═════ Text section ═════

NEW DELHI: With the city's finances stretched, especially after the pandemic, the finance department of Delhi government is exploring the possibilities of revising user fee and charges to augment its revenue collection.
User fee or charges are levied by the government on various services it provides to the residents of the city - the fee for providing water, sewage and power connections, granting or renewal of driving licence and other vehicular permits and documents issued by the revenue department, among many others.
The finance department has written to the secretaries and heads of all departments, agencies and autonomous bodies under Delhi government to review the user fee charged for services under their administrative control and explore the scope for rationalising it to increase the contribution to the non-tax revenue.
A senior Delhi government official said all departments have been asked to prepare a detailed action plan and submit it to the finance department at the earliest. These charges need to be reviewed at least every three years but have not been revised for many years now, he added.
"We have asked the departments to examine the trend of non-tax collection and identify the factors responsible for their lack of growth. We have also asked them to explore the scope for rationalising the various user fees that contribute to the non-tax revenue," said the official.
The official said a final decision on whether the charges need to be revised will lie with the elected government.
Senior officials confirmed Covid has stretched Delhi's finances by impacting both tax and non-tax collections. With the Centre discontinuing the GST compensation - amounting to almost Rs 12,000 crore annually - since July 2022, officials said there was an urgent requirement to explore options to consolidate revenue collection.

═════ Exercise data ═════

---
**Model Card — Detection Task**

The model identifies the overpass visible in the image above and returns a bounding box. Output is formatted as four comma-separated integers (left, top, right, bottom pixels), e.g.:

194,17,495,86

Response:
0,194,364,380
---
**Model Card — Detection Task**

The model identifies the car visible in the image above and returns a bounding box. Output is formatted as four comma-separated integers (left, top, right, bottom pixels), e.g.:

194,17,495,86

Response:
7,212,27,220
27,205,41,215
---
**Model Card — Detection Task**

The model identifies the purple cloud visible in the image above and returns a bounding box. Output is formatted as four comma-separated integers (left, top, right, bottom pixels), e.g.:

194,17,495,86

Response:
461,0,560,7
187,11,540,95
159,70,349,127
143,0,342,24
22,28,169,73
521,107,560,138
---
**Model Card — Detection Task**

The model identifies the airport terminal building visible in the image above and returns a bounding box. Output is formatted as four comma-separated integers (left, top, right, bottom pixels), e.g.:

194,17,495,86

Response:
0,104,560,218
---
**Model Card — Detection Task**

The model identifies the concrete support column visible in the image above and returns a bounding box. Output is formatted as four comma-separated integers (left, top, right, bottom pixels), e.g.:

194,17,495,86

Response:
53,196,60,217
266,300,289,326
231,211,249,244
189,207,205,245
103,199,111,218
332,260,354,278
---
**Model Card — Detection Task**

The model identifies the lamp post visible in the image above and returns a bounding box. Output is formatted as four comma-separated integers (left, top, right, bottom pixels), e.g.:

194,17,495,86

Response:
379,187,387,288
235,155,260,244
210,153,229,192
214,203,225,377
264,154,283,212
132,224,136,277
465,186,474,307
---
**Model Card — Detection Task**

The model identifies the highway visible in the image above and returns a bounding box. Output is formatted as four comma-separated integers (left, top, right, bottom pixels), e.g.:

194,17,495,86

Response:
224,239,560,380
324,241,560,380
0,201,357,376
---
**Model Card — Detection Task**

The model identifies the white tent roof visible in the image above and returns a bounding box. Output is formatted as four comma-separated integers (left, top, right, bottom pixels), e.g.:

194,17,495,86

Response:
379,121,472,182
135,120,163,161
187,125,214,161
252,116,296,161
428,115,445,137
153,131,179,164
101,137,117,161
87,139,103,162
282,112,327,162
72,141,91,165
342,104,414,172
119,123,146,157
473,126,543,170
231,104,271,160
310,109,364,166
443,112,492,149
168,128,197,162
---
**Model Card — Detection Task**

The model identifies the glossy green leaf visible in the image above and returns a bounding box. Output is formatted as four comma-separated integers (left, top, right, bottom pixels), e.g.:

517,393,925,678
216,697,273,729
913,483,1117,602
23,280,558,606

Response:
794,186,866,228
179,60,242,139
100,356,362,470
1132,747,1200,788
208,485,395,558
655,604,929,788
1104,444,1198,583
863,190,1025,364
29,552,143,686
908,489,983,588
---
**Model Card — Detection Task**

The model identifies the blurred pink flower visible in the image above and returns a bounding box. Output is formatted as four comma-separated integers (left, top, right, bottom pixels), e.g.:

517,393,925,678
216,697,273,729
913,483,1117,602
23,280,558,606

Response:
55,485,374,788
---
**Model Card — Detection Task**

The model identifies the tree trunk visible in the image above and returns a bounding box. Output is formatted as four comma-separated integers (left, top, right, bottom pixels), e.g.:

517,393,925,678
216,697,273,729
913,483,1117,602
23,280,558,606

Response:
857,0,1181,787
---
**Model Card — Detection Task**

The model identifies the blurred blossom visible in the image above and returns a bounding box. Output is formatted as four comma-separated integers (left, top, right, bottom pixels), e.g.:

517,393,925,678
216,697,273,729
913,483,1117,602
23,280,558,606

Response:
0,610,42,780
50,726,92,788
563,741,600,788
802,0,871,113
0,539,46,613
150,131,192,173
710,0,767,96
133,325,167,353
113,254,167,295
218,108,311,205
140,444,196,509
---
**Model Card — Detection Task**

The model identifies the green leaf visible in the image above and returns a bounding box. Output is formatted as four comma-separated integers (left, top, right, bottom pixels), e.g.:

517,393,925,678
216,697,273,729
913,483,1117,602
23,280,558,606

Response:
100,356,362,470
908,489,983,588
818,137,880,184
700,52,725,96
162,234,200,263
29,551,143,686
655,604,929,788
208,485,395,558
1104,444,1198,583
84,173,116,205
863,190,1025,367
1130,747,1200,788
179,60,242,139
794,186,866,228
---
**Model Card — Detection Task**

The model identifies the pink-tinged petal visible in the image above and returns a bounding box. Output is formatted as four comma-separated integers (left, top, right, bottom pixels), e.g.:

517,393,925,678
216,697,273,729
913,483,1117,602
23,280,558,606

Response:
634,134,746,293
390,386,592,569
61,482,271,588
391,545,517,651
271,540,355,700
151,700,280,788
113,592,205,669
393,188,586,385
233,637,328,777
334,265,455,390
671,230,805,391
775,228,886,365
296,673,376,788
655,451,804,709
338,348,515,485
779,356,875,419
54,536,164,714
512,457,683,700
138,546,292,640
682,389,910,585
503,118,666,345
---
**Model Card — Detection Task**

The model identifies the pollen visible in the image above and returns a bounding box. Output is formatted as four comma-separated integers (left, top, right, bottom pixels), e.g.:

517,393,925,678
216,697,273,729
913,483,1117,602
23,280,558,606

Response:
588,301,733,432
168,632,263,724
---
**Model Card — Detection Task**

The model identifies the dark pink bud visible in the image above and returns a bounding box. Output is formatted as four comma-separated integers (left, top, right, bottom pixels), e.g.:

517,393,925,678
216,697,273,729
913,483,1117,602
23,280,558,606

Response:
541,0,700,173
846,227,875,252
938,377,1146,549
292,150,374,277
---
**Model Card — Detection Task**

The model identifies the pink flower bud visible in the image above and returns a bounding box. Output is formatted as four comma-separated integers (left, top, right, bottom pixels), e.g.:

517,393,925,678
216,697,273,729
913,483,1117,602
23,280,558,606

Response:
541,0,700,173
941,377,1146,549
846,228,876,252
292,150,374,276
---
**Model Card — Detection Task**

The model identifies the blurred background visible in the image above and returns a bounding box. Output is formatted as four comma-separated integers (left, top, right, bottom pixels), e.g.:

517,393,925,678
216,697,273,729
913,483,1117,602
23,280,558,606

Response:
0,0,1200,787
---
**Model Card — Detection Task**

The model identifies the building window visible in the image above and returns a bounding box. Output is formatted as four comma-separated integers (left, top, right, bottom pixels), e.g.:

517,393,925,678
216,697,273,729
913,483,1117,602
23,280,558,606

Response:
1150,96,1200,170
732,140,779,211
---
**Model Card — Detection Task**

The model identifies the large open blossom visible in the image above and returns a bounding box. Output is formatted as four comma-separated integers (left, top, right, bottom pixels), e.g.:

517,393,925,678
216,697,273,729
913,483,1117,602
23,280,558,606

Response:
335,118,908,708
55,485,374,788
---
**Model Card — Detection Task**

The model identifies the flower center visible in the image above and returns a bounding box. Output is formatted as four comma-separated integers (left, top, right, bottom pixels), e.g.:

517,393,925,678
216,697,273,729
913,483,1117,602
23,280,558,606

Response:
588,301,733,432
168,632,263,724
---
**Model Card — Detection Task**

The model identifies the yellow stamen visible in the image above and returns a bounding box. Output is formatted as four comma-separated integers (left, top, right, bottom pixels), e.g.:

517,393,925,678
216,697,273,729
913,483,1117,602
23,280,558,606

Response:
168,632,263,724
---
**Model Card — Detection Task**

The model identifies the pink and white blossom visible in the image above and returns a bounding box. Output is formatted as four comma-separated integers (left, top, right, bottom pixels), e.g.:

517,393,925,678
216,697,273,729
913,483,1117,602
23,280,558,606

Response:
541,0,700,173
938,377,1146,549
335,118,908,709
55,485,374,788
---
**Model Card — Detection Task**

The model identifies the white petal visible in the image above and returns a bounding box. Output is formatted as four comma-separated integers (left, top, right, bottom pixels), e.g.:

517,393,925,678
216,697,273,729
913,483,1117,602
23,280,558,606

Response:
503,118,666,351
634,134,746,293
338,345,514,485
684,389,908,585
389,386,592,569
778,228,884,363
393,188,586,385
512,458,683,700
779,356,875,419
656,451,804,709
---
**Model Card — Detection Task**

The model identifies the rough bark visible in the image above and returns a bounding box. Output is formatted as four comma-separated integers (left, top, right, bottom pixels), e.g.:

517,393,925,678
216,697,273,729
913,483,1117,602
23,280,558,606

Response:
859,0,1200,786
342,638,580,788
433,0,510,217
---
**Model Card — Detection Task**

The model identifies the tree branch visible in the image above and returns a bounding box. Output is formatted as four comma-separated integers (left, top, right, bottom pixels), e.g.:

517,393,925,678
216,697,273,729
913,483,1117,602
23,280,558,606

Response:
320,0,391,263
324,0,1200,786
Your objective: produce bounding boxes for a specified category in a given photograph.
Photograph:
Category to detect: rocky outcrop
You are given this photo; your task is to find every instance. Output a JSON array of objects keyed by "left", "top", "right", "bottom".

═════

• Exercise requirements:
• A. According to the Delhi user fee article, how often are the charges supposed to be reviewed?
• B. Rewrite the Delhi user fee article passage starting with "User fee or" and going on through "among many others.", changing "driving licence" to "vehicle registration".
The entries have no connection to the Delhi user fee article.

• Task-by-task outputs:
• A. At least every three years.

• B.
User fee or charges are levied by the government on various services it provides to the residents of the city - the fee for providing water, sewage and power connections, granting or renewal of vehicle registration and other vehicular permits and documents issued by the revenue department, among many others.